Directions for this task -> Could you write out the data that follows, exactly and in full?

Recorded information ->
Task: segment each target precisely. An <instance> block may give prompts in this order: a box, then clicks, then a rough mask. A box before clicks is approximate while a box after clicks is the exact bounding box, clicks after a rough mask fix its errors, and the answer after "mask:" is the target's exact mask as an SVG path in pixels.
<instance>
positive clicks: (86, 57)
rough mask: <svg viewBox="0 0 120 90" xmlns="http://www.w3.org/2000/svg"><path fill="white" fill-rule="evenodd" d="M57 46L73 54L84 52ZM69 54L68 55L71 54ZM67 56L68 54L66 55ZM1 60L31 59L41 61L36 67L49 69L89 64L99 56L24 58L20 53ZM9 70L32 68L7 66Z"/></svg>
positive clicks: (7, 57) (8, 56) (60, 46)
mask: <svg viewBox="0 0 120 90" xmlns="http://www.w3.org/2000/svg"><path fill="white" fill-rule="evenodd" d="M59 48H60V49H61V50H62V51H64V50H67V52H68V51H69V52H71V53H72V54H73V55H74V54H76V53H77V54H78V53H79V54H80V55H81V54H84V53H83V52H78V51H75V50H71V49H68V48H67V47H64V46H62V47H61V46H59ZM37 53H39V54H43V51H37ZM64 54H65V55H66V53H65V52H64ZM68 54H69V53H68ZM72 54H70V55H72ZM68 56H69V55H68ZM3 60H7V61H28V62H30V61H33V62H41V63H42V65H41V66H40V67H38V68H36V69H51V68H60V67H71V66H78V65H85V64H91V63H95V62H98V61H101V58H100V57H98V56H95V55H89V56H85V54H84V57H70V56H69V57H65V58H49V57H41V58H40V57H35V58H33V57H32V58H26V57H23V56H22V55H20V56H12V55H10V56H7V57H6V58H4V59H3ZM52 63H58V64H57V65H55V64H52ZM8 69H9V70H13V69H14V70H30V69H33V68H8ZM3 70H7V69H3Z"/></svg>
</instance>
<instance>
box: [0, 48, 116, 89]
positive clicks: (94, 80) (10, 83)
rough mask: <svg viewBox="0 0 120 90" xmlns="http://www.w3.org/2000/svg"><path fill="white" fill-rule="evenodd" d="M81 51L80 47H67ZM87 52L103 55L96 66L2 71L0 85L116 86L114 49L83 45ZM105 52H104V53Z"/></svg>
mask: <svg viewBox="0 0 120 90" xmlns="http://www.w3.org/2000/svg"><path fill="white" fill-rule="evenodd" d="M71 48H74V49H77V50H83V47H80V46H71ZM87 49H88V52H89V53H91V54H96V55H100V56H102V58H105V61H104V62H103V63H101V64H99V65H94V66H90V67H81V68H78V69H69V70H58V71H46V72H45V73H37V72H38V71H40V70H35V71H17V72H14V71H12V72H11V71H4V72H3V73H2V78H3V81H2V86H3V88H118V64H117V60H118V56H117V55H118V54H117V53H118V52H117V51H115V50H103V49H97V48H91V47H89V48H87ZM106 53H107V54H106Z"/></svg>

Output for this task ->
Task: segment each target precisely. An <instance> block may give prompts in this order: a box, then clicks, then a rough mask. A box before clicks is approximate while a box after clicks is the exact bounding box, clicks after a rough mask fix its errors, and the answer after "mask:" is the target's exact mask as an SVG path in pixels.
<instance>
positive clicks: (86, 57)
rough mask: <svg viewBox="0 0 120 90" xmlns="http://www.w3.org/2000/svg"><path fill="white" fill-rule="evenodd" d="M57 46L73 54L84 52ZM69 54L68 55L71 54ZM67 56L68 54L66 55ZM1 60L31 59L41 61L36 67L49 69L89 64L99 56L24 58L20 53ZM9 70L32 68L7 66Z"/></svg>
positive clicks: (7, 57) (8, 56) (60, 46)
mask: <svg viewBox="0 0 120 90" xmlns="http://www.w3.org/2000/svg"><path fill="white" fill-rule="evenodd" d="M59 48H60V49H61V50H62V51H64V50H67V52H68V51H69V52H71V53H72V54H73V55H74V54H76V53H77V54H78V53H79V54H80V55H81V54H84V53H83V52H78V51H75V50H71V49H68V48H67V47H64V46H62V47H61V46H59ZM37 53H39V54H43V51H37ZM64 54H65V55H66V53H65V52H64ZM68 54H69V53H68ZM72 54H70V55H72ZM68 56H69V55H68ZM3 60H7V61H28V62H30V61H33V62H41V63H42V65H41V66H40V67H38V68H36V69H51V68H60V67H71V66H78V65H85V64H91V63H95V62H98V61H101V58H100V57H98V56H95V55H89V56H85V54H84V57H70V56H69V57H65V58H49V57H41V58H40V57H35V58H33V57H32V58H26V57H23V56H22V55H20V56H12V55H10V56H7V57H6V58H4V59H3ZM52 63H58V64H57V65H55V64H52ZM8 69H9V70H13V69H14V70H30V69H33V68H8ZM3 70H7V69H3Z"/></svg>
</instance>
<instance>
box: [0, 48, 116, 89]
positive clicks: (94, 80) (10, 83)
rough mask: <svg viewBox="0 0 120 90" xmlns="http://www.w3.org/2000/svg"><path fill="white" fill-rule="evenodd" d="M81 51L80 47H67ZM87 52L103 55L96 66L2 71L0 85L116 86L114 49L83 45ZM105 52H104V53Z"/></svg>
mask: <svg viewBox="0 0 120 90" xmlns="http://www.w3.org/2000/svg"><path fill="white" fill-rule="evenodd" d="M71 48H74V49H77V50H83V47H80V46H71ZM87 49H88V52H89V53H91V54H96V55H100V56H102V58H105V61H104V62H103V63H101V64H99V65H94V66H90V67H81V68H78V69H69V70H58V71H46V72H45V73H37V72H38V71H40V70H35V71H17V72H14V71H12V72H11V71H4V72H3V73H2V78H3V81H2V86H3V88H118V64H117V60H118V56H117V55H118V54H117V53H118V52H117V51H115V50H103V49H97V48H91V47H89V48H87ZM106 53H107V54H106Z"/></svg>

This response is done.